● **WHAT THE TASK REQUIRES**:
Copy the entries again, starting at the line that contains "tag: woman in black hat => bbox" and stopping after the line that contains "[467,271,688,445]". Keep the tag lines unchanged, and raise every bounding box coordinate by 101.

Bounding box annotation entries:
━━━

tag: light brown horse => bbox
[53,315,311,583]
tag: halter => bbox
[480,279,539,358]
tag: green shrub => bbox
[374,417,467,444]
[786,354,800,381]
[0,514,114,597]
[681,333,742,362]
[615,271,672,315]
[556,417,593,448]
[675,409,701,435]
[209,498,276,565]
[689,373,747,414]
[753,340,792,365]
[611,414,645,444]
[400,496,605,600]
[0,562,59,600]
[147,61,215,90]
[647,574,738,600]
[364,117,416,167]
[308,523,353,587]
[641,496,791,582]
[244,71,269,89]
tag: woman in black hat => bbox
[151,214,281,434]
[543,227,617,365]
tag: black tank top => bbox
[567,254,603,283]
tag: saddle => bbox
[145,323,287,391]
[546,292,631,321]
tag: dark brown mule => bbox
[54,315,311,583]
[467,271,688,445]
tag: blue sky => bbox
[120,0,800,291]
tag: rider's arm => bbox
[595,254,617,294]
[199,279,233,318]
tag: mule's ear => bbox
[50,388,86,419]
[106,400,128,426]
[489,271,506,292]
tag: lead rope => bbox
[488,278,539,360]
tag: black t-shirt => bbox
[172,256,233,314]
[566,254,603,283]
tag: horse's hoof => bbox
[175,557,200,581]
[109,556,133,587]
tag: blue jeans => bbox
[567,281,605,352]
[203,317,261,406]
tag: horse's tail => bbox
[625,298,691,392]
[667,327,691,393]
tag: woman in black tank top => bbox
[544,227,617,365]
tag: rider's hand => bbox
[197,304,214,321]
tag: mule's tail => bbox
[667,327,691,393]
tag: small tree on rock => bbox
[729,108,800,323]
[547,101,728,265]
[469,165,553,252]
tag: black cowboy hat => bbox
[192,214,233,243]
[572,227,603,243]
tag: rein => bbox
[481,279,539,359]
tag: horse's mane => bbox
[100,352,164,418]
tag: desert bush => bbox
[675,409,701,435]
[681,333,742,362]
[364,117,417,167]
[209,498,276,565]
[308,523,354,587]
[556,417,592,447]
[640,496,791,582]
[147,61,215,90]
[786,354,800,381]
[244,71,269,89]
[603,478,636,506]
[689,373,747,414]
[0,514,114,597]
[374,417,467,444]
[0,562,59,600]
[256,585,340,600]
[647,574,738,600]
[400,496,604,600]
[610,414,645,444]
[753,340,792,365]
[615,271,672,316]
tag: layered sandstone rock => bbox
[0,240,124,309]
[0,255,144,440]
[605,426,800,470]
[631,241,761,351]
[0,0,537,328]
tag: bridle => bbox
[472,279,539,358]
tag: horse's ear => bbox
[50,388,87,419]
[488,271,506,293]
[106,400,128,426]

━━━

● **SOLUTION**:
tag: woman in black hat => bbox
[252,315,382,535]
[644,328,718,466]
tag: black tank top => bbox
[668,355,704,384]
tag: saddle => bbox
[246,424,388,492]
[647,393,732,422]
tag: dark brown mule => bbox
[155,416,412,684]
[568,372,789,546]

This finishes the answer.